Task directions:
Print all entries word for word.
Start of Supplied material
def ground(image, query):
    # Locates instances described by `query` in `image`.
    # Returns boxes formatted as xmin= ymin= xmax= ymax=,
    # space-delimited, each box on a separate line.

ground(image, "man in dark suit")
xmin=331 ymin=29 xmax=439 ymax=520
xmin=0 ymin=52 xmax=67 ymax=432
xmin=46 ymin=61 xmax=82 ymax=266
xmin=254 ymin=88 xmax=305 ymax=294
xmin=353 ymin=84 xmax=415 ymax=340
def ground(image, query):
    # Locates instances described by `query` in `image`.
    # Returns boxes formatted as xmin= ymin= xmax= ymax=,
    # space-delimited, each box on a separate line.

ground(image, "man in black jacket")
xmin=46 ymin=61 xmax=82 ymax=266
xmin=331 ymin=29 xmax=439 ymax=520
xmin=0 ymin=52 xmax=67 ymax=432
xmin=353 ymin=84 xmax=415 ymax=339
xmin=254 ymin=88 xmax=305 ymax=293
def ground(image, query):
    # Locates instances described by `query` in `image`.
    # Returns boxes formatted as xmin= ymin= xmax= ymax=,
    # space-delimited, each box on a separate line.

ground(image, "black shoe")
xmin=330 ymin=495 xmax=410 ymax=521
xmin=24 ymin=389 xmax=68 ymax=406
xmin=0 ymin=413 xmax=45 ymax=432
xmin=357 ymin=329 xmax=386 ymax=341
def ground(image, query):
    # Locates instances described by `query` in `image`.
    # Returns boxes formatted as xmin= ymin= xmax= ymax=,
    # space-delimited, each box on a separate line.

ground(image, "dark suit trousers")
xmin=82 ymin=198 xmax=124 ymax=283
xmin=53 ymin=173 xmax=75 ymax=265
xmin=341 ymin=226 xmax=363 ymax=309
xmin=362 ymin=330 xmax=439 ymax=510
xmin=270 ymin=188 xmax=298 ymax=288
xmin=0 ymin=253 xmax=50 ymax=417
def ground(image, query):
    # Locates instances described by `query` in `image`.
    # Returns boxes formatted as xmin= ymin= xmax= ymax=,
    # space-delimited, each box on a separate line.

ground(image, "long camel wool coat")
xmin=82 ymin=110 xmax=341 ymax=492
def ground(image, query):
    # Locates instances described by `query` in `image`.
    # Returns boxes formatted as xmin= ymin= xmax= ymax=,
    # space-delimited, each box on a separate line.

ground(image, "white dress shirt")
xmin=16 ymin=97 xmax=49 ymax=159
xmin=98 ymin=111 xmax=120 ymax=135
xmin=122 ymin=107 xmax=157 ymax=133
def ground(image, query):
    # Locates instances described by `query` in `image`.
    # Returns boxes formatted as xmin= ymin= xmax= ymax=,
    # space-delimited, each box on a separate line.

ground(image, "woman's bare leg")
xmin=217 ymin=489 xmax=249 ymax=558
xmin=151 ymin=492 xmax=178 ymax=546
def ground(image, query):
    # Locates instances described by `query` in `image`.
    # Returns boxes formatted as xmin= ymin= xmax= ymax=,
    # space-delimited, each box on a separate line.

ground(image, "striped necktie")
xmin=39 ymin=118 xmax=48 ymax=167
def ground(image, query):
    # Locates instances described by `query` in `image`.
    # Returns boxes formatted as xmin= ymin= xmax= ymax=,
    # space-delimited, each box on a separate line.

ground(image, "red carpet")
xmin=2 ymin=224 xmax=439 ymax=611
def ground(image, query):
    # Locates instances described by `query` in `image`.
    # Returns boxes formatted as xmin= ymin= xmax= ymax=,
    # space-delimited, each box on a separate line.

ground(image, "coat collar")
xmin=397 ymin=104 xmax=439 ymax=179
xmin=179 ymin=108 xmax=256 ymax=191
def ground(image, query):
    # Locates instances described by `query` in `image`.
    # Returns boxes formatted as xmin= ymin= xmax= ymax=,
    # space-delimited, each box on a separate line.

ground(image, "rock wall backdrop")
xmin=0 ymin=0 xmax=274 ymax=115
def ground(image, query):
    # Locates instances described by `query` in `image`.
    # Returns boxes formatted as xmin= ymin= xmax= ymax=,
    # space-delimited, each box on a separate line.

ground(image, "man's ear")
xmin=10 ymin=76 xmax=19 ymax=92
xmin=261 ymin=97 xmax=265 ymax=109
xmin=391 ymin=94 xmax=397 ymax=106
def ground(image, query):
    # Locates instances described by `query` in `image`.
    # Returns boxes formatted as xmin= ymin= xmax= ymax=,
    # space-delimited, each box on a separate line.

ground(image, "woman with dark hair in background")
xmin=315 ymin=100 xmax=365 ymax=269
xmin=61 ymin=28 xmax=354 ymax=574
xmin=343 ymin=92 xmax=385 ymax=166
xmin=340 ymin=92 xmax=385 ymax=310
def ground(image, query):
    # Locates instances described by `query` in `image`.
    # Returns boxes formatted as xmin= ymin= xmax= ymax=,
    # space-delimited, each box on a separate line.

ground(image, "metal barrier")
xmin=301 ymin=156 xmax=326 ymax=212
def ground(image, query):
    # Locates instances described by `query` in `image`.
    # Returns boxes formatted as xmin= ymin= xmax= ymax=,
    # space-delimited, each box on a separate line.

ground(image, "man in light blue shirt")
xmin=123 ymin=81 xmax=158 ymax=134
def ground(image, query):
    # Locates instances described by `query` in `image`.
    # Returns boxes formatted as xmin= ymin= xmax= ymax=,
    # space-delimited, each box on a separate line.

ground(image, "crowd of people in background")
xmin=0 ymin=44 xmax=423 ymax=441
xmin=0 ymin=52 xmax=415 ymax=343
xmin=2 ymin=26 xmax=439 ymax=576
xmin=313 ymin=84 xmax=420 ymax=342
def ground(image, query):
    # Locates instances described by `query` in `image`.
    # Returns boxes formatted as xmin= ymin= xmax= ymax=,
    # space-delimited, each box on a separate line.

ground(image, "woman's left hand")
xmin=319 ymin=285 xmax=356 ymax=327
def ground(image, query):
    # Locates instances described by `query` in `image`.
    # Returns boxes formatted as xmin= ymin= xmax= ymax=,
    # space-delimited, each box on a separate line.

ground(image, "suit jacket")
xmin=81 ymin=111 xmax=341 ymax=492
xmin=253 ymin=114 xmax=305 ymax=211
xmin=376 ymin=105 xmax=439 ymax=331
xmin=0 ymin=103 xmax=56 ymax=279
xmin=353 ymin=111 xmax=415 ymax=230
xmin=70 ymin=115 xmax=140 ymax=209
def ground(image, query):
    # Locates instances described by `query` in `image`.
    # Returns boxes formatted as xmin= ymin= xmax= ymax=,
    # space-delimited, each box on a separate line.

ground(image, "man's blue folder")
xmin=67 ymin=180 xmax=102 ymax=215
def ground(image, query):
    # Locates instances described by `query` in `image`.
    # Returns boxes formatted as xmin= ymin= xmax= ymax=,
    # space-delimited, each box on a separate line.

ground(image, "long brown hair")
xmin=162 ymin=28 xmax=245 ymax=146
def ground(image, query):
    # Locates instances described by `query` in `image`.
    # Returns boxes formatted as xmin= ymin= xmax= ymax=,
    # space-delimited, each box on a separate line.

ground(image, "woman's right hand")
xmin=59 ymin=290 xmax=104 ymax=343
End of Supplied material
Exercise result:
def ground(image, query):
    # Locates instances described by `query` in `image`.
    # Returns boxes formatted as xmin= ymin= xmax= ymax=,
    # space-delimited, each box on a separate line.

ground(image, "man in dark suit")
xmin=331 ymin=29 xmax=439 ymax=520
xmin=0 ymin=52 xmax=67 ymax=432
xmin=46 ymin=61 xmax=82 ymax=266
xmin=254 ymin=88 xmax=305 ymax=294
xmin=353 ymin=84 xmax=415 ymax=340
def ground(image, query):
    # Locates instances described by `query` in `image`.
    # Returns boxes formatted as xmin= ymin= xmax= ymax=,
    # space-delimited, each box on a separate line.

ground(image, "man in black jacket")
xmin=46 ymin=61 xmax=82 ymax=266
xmin=331 ymin=29 xmax=439 ymax=520
xmin=0 ymin=52 xmax=67 ymax=432
xmin=353 ymin=84 xmax=415 ymax=339
xmin=254 ymin=88 xmax=305 ymax=293
def ground(image, query):
    # Locates instances described by `query` in `image`.
    # Returns boxes formatted as xmin= ymin= xmax= ymax=,
    # space-delimited, each box on a separate line.

ground(image, "black shoe")
xmin=330 ymin=495 xmax=410 ymax=521
xmin=24 ymin=389 xmax=68 ymax=406
xmin=0 ymin=413 xmax=45 ymax=432
xmin=357 ymin=329 xmax=386 ymax=341
def ground(image, query):
    # Locates instances described by `query` in `image`.
    # Returns boxes formatted as xmin= ymin= xmax= ymax=,
    # space-delimited, each box on a separate line.

ground(image, "dark suit trousers")
xmin=82 ymin=198 xmax=124 ymax=283
xmin=53 ymin=173 xmax=75 ymax=265
xmin=341 ymin=226 xmax=363 ymax=309
xmin=362 ymin=330 xmax=439 ymax=510
xmin=270 ymin=188 xmax=298 ymax=288
xmin=0 ymin=253 xmax=50 ymax=417
def ground(image, query):
    # Locates instances described by `query` in `image`.
    # Returns boxes formatted as xmin= ymin= xmax= ymax=,
    # space-delimited, each box on a separate line.

ground(image, "long camel wool coat")
xmin=82 ymin=110 xmax=341 ymax=492
def ground(image, query):
    # Locates instances described by `query` in `image`.
    # Returns boxes formatted as xmin= ymin= xmax= ymax=,
    # space-delimited, each box on a separate line.

ground(image, "white dress shirt")
xmin=16 ymin=97 xmax=49 ymax=159
xmin=98 ymin=111 xmax=120 ymax=135
xmin=122 ymin=107 xmax=157 ymax=133
def ground(image, query):
    # Locates instances described by `query` in `image`.
    # Returns boxes formatted as xmin= ymin= xmax= ymax=,
    # space-delimited, each box on a separate line.

ground(image, "woman's bare leg")
xmin=217 ymin=489 xmax=249 ymax=558
xmin=151 ymin=492 xmax=178 ymax=546
def ground(image, query):
    # Locates instances described by `query` in `image`.
    # Returns boxes formatted as xmin= ymin= xmax= ymax=,
    # space-delimited, each box on a separate line.

ground(image, "striped necktie")
xmin=39 ymin=118 xmax=48 ymax=167
def ground(image, query):
    # Locates instances described by `query` in `image`.
    # Returns boxes formatted as xmin= ymin= xmax= ymax=,
    # space-delimited, each box on a separate line.

ground(image, "red carpet")
xmin=2 ymin=224 xmax=439 ymax=611
def ground(image, query):
    # Locates instances described by `query` in `image`.
    # Returns boxes formatted as xmin= ymin= xmax= ymax=,
    # space-delimited, each box on a separate line.

ground(image, "coat collar")
xmin=397 ymin=104 xmax=439 ymax=179
xmin=179 ymin=108 xmax=256 ymax=191
def ground(image, query):
    # Locates instances described by `query` in `image`.
    # Returns boxes formatted as xmin= ymin= xmax= ymax=,
    # space-delimited, each box on a separate line.

ground(image, "rock wall backdrop")
xmin=0 ymin=0 xmax=274 ymax=115
def ground(image, query):
    # Locates instances described by `query` in `image`.
    # Returns boxes formatted as xmin= ymin= xmax= ymax=,
    # space-delimited, each box on a separate line.

ground(image, "man's ear")
xmin=10 ymin=76 xmax=19 ymax=92
xmin=261 ymin=97 xmax=265 ymax=109
xmin=391 ymin=94 xmax=397 ymax=106
def ground(image, query):
    # Locates instances described by `query` in `image`.
    # Returns boxes formatted as xmin= ymin= xmax= ymax=,
    # space-delimited, each box on a separate line.

ground(image, "woman with dark hair in background")
xmin=315 ymin=100 xmax=365 ymax=269
xmin=61 ymin=28 xmax=354 ymax=574
xmin=343 ymin=92 xmax=385 ymax=166
xmin=340 ymin=92 xmax=385 ymax=310
def ground(image, query):
    # Locates instances described by `query` in `image`.
    # Returns boxes formatted as xmin= ymin= xmax= ymax=,
    # space-delimited, each box on a separate line.

ground(image, "metal barrier")
xmin=301 ymin=156 xmax=326 ymax=212
def ground(image, query):
    # Locates instances described by `query` in `image`.
    # Returns boxes formatted as xmin= ymin= xmax= ymax=,
    # space-delimited, each box on a separate line.

ground(image, "man in light blue shirt")
xmin=123 ymin=81 xmax=158 ymax=134
def ground(image, query):
    # Locates instances described by `query` in `image`.
    # Returns boxes formatted as xmin= ymin= xmax= ymax=,
    # space-delimited, each box on a separate line.

ground(image, "crowd of people in background")
xmin=0 ymin=44 xmax=423 ymax=441
xmin=0 ymin=52 xmax=415 ymax=343
xmin=2 ymin=26 xmax=439 ymax=576
xmin=313 ymin=84 xmax=420 ymax=342
def ground(image, query):
    # Locates instances described by `query` in `image`.
    # Returns boxes formatted as xmin= ymin= xmax= ymax=,
    # space-delimited, each box on a separate line.

ground(image, "woman's left hand")
xmin=319 ymin=285 xmax=356 ymax=327
def ground(image, query):
    # Locates instances described by `query` in `image`.
    # Returns boxes formatted as xmin= ymin= xmax= ymax=,
    # space-delimited, each box on a separate line.

ground(image, "suit jacket")
xmin=81 ymin=111 xmax=341 ymax=492
xmin=253 ymin=114 xmax=305 ymax=211
xmin=376 ymin=105 xmax=439 ymax=331
xmin=0 ymin=103 xmax=56 ymax=279
xmin=353 ymin=111 xmax=415 ymax=230
xmin=70 ymin=115 xmax=140 ymax=209
def ground(image, query):
    # Locates instances described by `query` in `image`.
    # Returns boxes formatted as xmin= ymin= xmax= ymax=,
    # space-delimited, each box on a separate line.

ground(image, "man's blue folder")
xmin=67 ymin=180 xmax=102 ymax=215
def ground(image, query):
    # Locates instances described by `query` in `image`.
    # Returns boxes formatted as xmin= ymin= xmax= ymax=,
    # space-delimited, each box on a separate line.

ground(image, "long brown hair")
xmin=162 ymin=28 xmax=245 ymax=146
def ground(image, query):
    # Locates instances described by `query` in `image`.
    # Returns boxes formatted as xmin= ymin= xmax= ymax=,
    # space-delimited, each box on a separate line.

ground(image, "woman's right hand")
xmin=59 ymin=290 xmax=104 ymax=343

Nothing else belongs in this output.